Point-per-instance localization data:
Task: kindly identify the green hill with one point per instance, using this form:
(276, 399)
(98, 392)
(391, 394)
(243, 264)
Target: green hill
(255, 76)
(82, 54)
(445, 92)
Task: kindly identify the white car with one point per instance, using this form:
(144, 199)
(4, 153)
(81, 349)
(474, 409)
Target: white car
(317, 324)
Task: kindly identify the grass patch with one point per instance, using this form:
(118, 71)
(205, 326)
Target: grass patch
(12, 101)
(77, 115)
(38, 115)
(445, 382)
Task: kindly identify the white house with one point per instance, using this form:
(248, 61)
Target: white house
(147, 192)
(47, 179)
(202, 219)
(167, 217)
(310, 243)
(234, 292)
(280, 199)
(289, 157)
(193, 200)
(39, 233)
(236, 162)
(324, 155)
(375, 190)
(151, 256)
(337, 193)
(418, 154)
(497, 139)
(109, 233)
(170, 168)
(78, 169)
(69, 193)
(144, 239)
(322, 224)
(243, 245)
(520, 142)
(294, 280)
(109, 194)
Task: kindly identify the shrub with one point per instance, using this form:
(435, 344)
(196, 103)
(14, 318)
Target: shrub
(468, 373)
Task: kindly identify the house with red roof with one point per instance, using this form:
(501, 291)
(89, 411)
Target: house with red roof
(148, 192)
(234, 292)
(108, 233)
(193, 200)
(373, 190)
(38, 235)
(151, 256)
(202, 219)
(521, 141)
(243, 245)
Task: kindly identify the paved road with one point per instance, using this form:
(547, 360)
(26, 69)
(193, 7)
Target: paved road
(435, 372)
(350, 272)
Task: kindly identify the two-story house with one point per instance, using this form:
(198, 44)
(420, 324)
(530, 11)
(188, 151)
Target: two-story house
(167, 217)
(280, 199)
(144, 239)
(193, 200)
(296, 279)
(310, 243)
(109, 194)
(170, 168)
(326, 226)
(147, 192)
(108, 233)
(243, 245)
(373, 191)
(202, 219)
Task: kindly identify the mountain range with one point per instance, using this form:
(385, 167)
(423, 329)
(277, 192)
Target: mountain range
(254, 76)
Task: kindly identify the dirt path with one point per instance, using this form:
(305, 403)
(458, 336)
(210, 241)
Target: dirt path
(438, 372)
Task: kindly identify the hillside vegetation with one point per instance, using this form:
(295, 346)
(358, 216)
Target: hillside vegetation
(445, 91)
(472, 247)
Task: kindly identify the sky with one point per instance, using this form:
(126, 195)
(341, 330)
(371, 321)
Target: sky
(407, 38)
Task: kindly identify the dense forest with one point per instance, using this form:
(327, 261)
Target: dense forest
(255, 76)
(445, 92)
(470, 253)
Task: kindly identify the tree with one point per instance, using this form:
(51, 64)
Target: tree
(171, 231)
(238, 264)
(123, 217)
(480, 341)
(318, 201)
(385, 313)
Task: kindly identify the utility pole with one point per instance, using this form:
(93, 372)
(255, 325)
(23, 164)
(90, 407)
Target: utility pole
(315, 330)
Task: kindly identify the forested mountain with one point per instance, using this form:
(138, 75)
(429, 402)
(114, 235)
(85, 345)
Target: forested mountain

### EXERCISE PROMPT
Across the records above, return every line that contains the word "forested".

### ANSWER FOR THIS EXERCISE
Task: kindly identify the forested mountain with one point per instance, using this form:
Target: forested mountain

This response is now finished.